[Stored data entries]
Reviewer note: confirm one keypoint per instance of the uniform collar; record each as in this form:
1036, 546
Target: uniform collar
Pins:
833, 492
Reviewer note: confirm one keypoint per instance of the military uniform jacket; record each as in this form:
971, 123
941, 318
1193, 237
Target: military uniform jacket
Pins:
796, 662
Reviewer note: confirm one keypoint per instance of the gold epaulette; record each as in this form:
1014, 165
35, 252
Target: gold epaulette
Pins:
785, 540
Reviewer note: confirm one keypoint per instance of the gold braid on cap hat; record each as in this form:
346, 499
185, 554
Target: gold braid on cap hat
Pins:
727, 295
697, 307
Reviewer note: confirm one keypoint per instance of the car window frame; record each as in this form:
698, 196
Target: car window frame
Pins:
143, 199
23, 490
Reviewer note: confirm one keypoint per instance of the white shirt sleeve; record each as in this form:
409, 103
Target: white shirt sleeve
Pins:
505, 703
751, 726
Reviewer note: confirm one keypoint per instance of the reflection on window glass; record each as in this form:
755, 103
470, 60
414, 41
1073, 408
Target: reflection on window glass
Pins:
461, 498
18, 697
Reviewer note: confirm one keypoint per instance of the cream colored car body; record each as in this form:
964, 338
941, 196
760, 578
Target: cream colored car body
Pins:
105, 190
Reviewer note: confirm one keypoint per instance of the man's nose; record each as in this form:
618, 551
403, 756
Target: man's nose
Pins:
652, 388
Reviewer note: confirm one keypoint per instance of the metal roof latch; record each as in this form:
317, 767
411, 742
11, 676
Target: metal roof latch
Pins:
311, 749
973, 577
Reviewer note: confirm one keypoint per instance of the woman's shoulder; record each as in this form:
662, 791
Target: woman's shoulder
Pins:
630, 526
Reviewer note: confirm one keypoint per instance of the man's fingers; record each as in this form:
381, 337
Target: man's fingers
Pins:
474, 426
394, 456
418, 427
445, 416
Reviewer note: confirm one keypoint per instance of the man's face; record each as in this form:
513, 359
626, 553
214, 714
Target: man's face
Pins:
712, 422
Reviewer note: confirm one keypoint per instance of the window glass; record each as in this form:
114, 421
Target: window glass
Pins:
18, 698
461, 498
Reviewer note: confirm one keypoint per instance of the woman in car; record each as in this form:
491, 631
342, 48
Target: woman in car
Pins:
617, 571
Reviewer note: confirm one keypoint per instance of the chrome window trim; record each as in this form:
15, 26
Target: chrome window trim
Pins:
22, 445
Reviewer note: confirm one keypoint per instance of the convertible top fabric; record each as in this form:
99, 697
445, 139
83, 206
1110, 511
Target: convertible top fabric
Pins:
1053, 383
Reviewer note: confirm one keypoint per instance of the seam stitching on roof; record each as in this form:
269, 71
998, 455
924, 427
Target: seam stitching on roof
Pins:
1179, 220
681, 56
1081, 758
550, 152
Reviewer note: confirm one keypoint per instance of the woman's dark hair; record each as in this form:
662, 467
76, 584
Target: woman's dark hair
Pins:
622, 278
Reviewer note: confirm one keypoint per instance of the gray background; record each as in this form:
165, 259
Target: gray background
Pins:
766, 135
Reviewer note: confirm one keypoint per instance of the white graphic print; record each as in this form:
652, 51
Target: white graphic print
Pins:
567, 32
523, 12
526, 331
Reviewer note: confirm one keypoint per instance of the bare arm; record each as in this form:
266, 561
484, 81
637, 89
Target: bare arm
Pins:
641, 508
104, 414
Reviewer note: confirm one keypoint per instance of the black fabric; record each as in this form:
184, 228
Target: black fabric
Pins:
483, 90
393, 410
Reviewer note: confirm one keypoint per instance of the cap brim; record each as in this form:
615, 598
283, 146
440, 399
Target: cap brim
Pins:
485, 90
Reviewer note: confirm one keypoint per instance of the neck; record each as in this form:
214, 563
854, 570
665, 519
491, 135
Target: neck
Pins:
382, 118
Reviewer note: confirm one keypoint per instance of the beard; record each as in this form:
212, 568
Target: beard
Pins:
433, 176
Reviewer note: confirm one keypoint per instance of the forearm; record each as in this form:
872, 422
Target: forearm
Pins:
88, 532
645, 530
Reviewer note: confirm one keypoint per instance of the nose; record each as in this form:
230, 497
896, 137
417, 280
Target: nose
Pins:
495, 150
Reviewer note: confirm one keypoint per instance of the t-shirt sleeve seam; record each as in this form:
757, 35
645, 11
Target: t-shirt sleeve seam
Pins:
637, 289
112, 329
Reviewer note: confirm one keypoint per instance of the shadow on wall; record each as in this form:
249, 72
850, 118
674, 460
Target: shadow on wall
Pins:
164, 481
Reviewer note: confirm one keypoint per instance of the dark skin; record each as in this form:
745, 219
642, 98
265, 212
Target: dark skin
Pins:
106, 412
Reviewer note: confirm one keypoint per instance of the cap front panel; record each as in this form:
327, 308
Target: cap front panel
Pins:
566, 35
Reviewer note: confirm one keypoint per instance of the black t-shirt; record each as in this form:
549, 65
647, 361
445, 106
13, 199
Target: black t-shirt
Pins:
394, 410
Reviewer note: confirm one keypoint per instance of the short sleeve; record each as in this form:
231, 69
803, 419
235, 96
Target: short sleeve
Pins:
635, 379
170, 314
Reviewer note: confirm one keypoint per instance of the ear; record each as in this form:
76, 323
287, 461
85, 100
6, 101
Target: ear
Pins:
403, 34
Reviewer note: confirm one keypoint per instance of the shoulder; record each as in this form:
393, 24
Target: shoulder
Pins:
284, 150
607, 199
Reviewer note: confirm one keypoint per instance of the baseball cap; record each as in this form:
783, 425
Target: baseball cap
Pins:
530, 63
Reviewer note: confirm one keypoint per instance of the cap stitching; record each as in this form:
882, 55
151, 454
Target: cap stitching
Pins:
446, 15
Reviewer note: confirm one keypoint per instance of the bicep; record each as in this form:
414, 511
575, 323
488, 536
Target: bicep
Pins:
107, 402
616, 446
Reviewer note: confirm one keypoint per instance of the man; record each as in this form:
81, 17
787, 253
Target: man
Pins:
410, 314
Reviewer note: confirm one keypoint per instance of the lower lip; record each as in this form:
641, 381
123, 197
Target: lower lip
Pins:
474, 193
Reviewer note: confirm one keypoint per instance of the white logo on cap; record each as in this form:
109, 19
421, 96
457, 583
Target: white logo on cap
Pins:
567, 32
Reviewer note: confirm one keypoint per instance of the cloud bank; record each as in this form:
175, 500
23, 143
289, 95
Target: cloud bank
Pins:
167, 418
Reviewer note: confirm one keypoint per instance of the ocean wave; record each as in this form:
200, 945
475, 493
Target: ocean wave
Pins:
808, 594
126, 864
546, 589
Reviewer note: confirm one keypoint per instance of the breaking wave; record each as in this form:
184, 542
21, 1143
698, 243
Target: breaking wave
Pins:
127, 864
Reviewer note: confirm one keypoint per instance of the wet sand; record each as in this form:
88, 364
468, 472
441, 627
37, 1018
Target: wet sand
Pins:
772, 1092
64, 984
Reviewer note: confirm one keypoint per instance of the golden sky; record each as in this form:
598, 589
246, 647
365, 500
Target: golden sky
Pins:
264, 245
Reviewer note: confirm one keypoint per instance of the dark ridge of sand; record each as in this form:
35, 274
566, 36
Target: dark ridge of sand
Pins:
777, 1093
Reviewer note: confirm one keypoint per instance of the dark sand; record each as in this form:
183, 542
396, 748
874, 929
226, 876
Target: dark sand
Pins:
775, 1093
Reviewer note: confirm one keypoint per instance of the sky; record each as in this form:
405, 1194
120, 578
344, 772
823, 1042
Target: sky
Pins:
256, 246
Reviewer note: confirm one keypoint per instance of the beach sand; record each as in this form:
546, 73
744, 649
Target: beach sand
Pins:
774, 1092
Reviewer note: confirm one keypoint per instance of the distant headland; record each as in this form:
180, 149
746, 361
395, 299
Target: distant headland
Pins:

Problem details: Set down every entry exactly as given.

Answer section:
Reviewer note: confirm one keypoint per instance of the uniform collar; record each as in this form:
1036, 546
Target: uniform collar
Pins:
833, 492
Reviewer note: confirm one keypoint per instance of the military uniform jacket; record each as in this form:
971, 123
941, 318
1193, 237
Target: military uniform jacket
Pins:
796, 662
Reviewer note: confirm one keypoint per instance of the gold epaulette; record each as in this form:
1014, 165
35, 252
Target: gold epaulette
Pins:
785, 540
Reviewer note: confirm one keypoint per instance of the gold braid on cap hat; record each as in this form:
346, 499
185, 554
Target: gold braid on cap hat
Pins:
727, 295
697, 307
Reviewer note: confirm one keypoint per instance of the car window frame; record each as in this form:
698, 196
Target: car window frame
Pins:
143, 199
23, 490
Reviewer note: confirm one keypoint per instance of the white shirt sleeve; record each as in this form:
409, 103
Target: white shirt sleeve
Pins:
505, 703
751, 726
Reviewer note: confirm one keypoint per instance of the reflection on window glass; record each as in this form:
755, 103
470, 60
414, 41
1073, 408
Target: reflection on window glass
Pins:
461, 498
18, 697
Reviewer note: confirm one keypoint per instance of the cream colored car body; record each as in this form:
964, 338
941, 196
760, 578
Target: cream colored car body
Pins:
105, 190
Reviewer note: confirm one keypoint per instance of the man's nose; record each as in this form:
618, 551
403, 756
Target: man's nose
Pins:
652, 388
Reviewer note: confirm one keypoint per instance of the metal roof latch; record each as in this form:
317, 767
411, 742
11, 676
Target: metal roof latch
Pins:
311, 749
973, 577
Reviewer note: confirm one keypoint per instance of the woman's shoulder; record each as in this form:
662, 791
Target: woman's shoulder
Pins:
630, 526
Reviewer note: confirm one keypoint per instance of the man's fingers; record each as in this form:
381, 337
Target: man's fingers
Pins:
474, 426
394, 456
418, 427
445, 416
Reviewer note: confirm one keypoint per instance of the man's face; record each as in this form:
513, 359
626, 553
214, 714
Target: man's face
Pins:
712, 422
Reviewer note: confirm one keypoint per instance of the window glass; record each as in this form:
114, 421
Target: window glass
Pins:
18, 698
461, 498
Reviewer note: confirm one keypoint per instance of the woman in car; record each as in this form:
491, 631
342, 48
Target: woman in car
Pins:
617, 571
Reviewer note: confirm one keypoint per instance of the chrome window trim; record each as in this form:
15, 26
Target: chrome window trim
Pins:
22, 445
Reviewer note: confirm one keypoint per instance of the convertible top fabric; record each as in this form:
99, 697
445, 139
83, 206
1110, 511
Target: convertible top fabric
Pins:
1053, 383
Reviewer note: confirm one keypoint per instance of the seam stitching on roof; record each as in this form:
269, 71
998, 455
924, 427
Target: seam stitching on roof
Pins:
1179, 220
681, 56
1081, 758
550, 152
Reviewer note: confirm one keypoint per instance of the woman's dark hair; record each as in this form:
662, 467
76, 584
Target: woman's dark hair
Pins:
622, 278
Reviewer note: confirm one keypoint per instance of the gray background; record each as in this form:
165, 259
Target: gray background
Pins:
766, 135
Reviewer note: confirm one keypoint per instance of the white graphic print; record each as in this form:
652, 51
Target: white graphic print
Pins:
567, 32
523, 12
526, 331
Reviewer note: confirm one keypoint per instance of the bare arm; record each as in this form:
266, 561
484, 81
637, 89
Target: bare arm
Pins:
641, 508
104, 414
Reviewer note: confirm one keypoint per instance of the black fabric; record each as in this form:
184, 228
Target: black fabric
Pins:
483, 90
393, 410
Reviewer note: confirm one keypoint per instance of the cap brim; record each as in this form:
615, 598
283, 146
440, 399
Target: cap brim
Pins:
485, 90
Reviewer note: confirm one keypoint per instance of the neck; record each as in this form:
214, 563
854, 570
665, 519
491, 135
Target: neck
Pins:
382, 118
Reviewer note: confirm one keypoint per instance of the beard; record each as in this form:
212, 568
Target: beard
Pins:
433, 176
Reviewer note: confirm one keypoint per instance of the forearm; record each as in this form:
872, 422
Target: forearm
Pins:
88, 532
645, 530
Reviewer note: confirm one keypoint per instance of the nose; record each as in this form:
230, 497
896, 137
417, 280
Target: nose
Pins:
495, 150
Reviewer note: confirm one keypoint per instance of the t-shirt sleeve seam; record each as in this form:
757, 35
645, 11
Target: t-shirt sleeve seam
Pins:
637, 289
112, 329
Reviewer note: confirm one keypoint per instance of the shadow on wall; record each as in this form:
249, 72
850, 118
674, 460
Target: shadow on wall
Pins:
164, 481
Reviewer note: confirm one keypoint per instance of the dark skin; record each as in this form:
745, 219
642, 98
265, 212
Target: dark skin
Pins:
106, 412
Reviewer note: confirm one keypoint per instance of the cap front panel; record each as in this form:
327, 308
Target: cap front panel
Pins:
566, 35
Reviewer note: confirm one keypoint per instance of the black t-shirt; record each as in this form:
549, 65
647, 361
445, 106
13, 199
Target: black t-shirt
Pins:
394, 410
Reviewer note: confirm one keypoint per instance of the short sleeve; record each as in this form:
231, 69
803, 419
235, 96
Target: short sleeve
Pins:
635, 379
170, 314
Reviewer note: confirm one keypoint per instance of the ear; record each as in this form:
76, 323
287, 461
85, 100
6, 101
Target: ear
Pins:
403, 34
Reviewer note: confirm one keypoint per instance of the shoulder; record each as in this form:
393, 24
Target: shoulder
Pins:
284, 150
607, 199
Reviewer note: confirm one keypoint per instance of the baseball cap; record each as in this form:
783, 425
Target: baseball cap
Pins:
530, 63
Reviewer note: confirm one keypoint per instance of the cap stitching; record each as in this form:
882, 55
151, 454
Target: cap stitching
Pins:
446, 15
Reviewer note: confirm one keypoint per instance of the bicep; record each as in this form:
414, 511
575, 323
488, 536
Target: bicep
Pins:
107, 402
616, 446
Reviewer note: confirm one keypoint per instance of the man; record each as in this form:
81, 17
787, 253
Target: man
Pins:
410, 314
Reviewer note: confirm one keypoint per instance of the lower lip; record each as in this form:
641, 381
123, 197
Target: lower lip
Pins:
474, 193
Reviewer note: confirm one keypoint per instance of the white logo on cap; record each as in this form:
109, 19
421, 96
457, 583
Target: white logo on cap
Pins:
567, 32
Reviewer note: confirm one keypoint per instance of the cloud bank; record each as in this form:
175, 500
23, 143
289, 95
Target: cloud bank
Pins:
167, 418
Reviewer note: confirm one keypoint per instance of the ocean wave; record each as in this form:
200, 945
475, 493
Target: ocean wave
Pins:
808, 594
126, 864
546, 589
Reviewer note: confirm one keypoint per instance of the breaking wave; record each as in this form:
184, 542
21, 1143
698, 243
Target: breaking wave
Pins:
127, 864
Reviewer note: confirm one keypoint per instance of the wet sand; record each as in this form:
88, 364
468, 472
441, 627
37, 1018
Target: wet sand
Pins:
772, 1092
64, 984
Reviewer note: confirm one keypoint per instance of the golden sky; record each as in this form:
598, 589
246, 647
365, 500
Target: golden sky
Pins:
264, 245
Reviewer note: confirm one keypoint per instance of the dark ridge of sand; record each as in this form:
35, 274
566, 36
Target: dark ridge of sand
Pins:
777, 1093
Reviewer note: confirm one keypoint per instance of the dark sand; record each as in this form:
183, 542
396, 748
874, 929
226, 876
Target: dark sand
Pins:
775, 1093
Reviewer note: confirm one keypoint per instance of the sky; record each as in this form:
405, 1194
120, 578
344, 772
823, 1042
Target: sky
Pins:
256, 246
Reviewer note: confirm one keypoint per instance of the beach sand; record each as in this form:
546, 73
744, 649
Target: beach sand
Pins:
774, 1092
Reviewer note: confirm one keypoint per instance of the distant headland; record each as in this form:
180, 149
746, 361
395, 299
Target: distant headland
Pins:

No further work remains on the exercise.